What to work on:
Word for word, give every line of the listing again.
=== Excerpted records ===
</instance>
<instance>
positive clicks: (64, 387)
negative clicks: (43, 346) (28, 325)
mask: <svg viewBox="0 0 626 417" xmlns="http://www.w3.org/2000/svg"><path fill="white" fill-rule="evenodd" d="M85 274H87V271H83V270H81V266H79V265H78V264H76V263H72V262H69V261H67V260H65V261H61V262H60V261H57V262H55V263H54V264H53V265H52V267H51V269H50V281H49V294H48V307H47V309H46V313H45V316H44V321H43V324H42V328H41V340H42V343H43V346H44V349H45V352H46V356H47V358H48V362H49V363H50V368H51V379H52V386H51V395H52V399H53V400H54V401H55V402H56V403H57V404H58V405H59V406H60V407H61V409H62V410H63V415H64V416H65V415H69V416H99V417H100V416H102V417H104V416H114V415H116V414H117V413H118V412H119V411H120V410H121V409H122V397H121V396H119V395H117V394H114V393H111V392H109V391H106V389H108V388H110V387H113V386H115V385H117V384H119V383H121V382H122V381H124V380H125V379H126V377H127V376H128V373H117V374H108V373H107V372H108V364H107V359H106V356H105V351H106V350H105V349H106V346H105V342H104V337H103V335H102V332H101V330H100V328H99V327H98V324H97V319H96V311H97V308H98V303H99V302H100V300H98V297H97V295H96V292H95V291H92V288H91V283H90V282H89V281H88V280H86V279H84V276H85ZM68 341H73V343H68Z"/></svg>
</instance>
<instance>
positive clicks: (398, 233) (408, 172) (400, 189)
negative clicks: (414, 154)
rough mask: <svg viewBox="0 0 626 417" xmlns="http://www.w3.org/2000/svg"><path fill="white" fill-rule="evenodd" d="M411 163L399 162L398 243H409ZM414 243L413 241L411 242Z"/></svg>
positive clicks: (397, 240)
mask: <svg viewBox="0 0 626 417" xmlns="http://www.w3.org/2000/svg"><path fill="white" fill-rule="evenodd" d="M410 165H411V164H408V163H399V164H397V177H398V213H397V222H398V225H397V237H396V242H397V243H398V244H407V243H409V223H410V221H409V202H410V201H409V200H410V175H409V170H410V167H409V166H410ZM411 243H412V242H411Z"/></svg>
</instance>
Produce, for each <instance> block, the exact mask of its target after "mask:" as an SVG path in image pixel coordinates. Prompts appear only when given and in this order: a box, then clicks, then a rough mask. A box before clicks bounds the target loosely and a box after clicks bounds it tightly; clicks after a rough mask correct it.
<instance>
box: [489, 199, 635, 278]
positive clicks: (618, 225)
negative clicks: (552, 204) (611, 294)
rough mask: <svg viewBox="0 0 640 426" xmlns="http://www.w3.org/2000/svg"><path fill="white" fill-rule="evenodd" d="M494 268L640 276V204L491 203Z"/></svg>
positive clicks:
===
Solution for this task:
</instance>
<instance>
positive clicks: (64, 387)
negative clicks: (43, 346) (28, 325)
mask: <svg viewBox="0 0 626 417" xmlns="http://www.w3.org/2000/svg"><path fill="white" fill-rule="evenodd" d="M85 274H87V271H83V270H81V266H79V265H78V264H76V263H72V262H69V261H67V260H65V261H61V262H60V261H57V262H55V263H54V264H53V265H52V267H51V269H50V281H49V294H48V307H47V309H46V313H45V316H44V321H43V324H42V328H41V340H42V343H43V346H44V349H45V352H46V356H47V358H48V362H49V363H50V368H51V379H52V386H51V395H52V399H53V400H54V401H55V402H56V403H57V404H58V405H59V406H60V407H61V409H62V410H63V415H64V416H65V415H69V416H99V417H100V416H102V417H104V416H114V415H116V414H117V413H118V412H119V411H120V410H121V409H122V397H121V396H119V395H117V394H114V393H111V392H109V391H106V389H108V388H110V387H113V386H115V385H117V384H119V383H121V382H122V381H124V380H125V379H126V377H127V376H128V373H117V374H108V373H107V372H108V364H107V359H106V356H105V351H106V350H105V349H106V346H105V342H104V337H103V335H102V332H101V330H100V328H99V327H98V324H97V319H96V311H97V308H98V303H99V302H100V300H98V297H97V295H96V292H95V291H92V288H91V283H90V282H89V281H88V280H86V279H84V276H85ZM68 341H73V343H68Z"/></svg>
</instance>
<instance>
positive clicks: (398, 233) (408, 172) (400, 189)
negative clicks: (414, 154)
rough mask: <svg viewBox="0 0 626 417" xmlns="http://www.w3.org/2000/svg"><path fill="white" fill-rule="evenodd" d="M411 163L399 162L398 243H409ZM414 243L413 241L411 242Z"/></svg>
positive clicks: (397, 240)
mask: <svg viewBox="0 0 626 417" xmlns="http://www.w3.org/2000/svg"><path fill="white" fill-rule="evenodd" d="M410 165H411V164H408V163H399V164H397V177H398V213H397V222H398V225H397V237H396V242H397V243H398V244H407V243H409V223H410V221H409V202H410V201H409V200H410V175H409V170H410V167H409V166H410ZM411 243H412V242H411Z"/></svg>
</instance>
Produce, for each <instance> block, the exact mask of its target after "mask:" as an SVG path in image pixel coordinates. Prompts appear only when given and in this order: a box, then clicks, then a rough mask. A box before clicks bounds the target loosely and a box after clicks bounds it tightly; clicks after a rough mask correct it.
<instance>
box: [489, 199, 635, 278]
positive clicks: (618, 225)
negative clicks: (552, 204) (611, 294)
rough mask: <svg viewBox="0 0 640 426" xmlns="http://www.w3.org/2000/svg"><path fill="white" fill-rule="evenodd" d="M494 268L640 276V204L491 203Z"/></svg>
positive clicks:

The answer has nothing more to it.